TASK DIRECTIONS> Report every line of the records below that contains the string "white", treating uppercase and lowercase as different.

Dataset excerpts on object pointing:
**********

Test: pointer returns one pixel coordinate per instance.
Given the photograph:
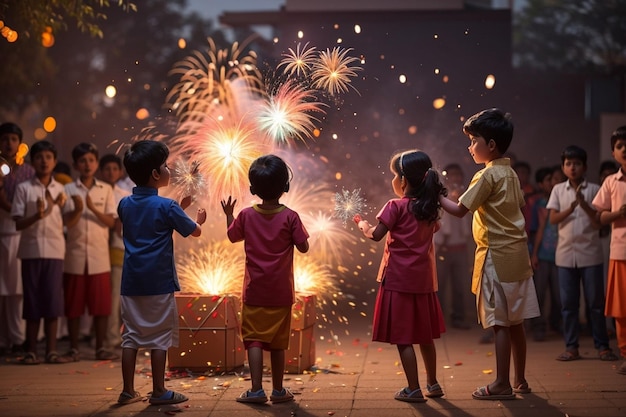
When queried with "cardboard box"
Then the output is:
(301, 353)
(303, 312)
(209, 335)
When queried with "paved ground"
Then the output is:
(353, 377)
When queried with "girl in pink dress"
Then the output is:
(407, 309)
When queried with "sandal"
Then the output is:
(434, 391)
(30, 359)
(126, 398)
(170, 397)
(410, 396)
(104, 355)
(72, 355)
(568, 356)
(607, 355)
(255, 397)
(281, 396)
(522, 388)
(482, 393)
(54, 358)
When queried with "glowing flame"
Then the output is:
(347, 204)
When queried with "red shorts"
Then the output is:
(91, 291)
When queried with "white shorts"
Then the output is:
(150, 321)
(504, 303)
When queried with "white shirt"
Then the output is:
(611, 197)
(43, 239)
(579, 242)
(88, 240)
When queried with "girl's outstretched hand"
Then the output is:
(185, 202)
(228, 206)
(201, 216)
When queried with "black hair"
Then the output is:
(491, 124)
(522, 164)
(574, 152)
(609, 166)
(63, 168)
(82, 149)
(424, 186)
(108, 158)
(40, 146)
(143, 157)
(9, 127)
(269, 177)
(542, 173)
(619, 133)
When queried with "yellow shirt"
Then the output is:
(495, 197)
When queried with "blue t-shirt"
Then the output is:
(547, 247)
(148, 222)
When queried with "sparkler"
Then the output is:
(312, 277)
(226, 149)
(206, 80)
(348, 204)
(300, 60)
(332, 71)
(187, 179)
(216, 270)
(287, 114)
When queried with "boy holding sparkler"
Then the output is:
(611, 203)
(38, 209)
(111, 171)
(11, 325)
(269, 230)
(502, 278)
(149, 277)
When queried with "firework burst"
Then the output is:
(224, 150)
(214, 270)
(300, 60)
(332, 71)
(287, 115)
(187, 179)
(348, 204)
(312, 277)
(206, 80)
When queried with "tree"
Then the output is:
(572, 36)
(25, 58)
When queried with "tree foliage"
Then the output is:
(135, 54)
(572, 36)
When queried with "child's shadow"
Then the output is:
(539, 406)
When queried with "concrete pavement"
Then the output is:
(353, 377)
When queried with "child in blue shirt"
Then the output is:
(149, 277)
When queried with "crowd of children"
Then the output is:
(535, 248)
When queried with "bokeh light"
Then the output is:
(50, 124)
(110, 91)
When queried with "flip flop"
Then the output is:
(434, 391)
(568, 356)
(54, 358)
(126, 398)
(30, 359)
(170, 397)
(482, 393)
(405, 395)
(522, 389)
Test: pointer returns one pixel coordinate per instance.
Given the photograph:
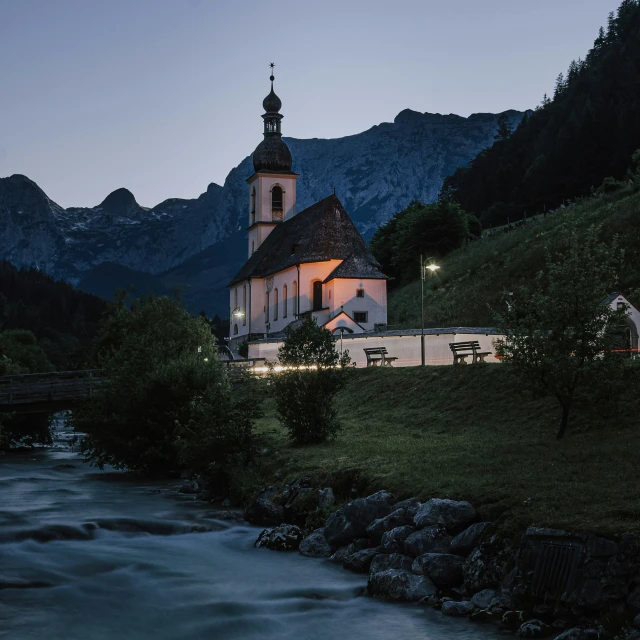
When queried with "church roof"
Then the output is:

**********

TASK ANSWER>
When queried with "white shorts"
When queried with "white shirt"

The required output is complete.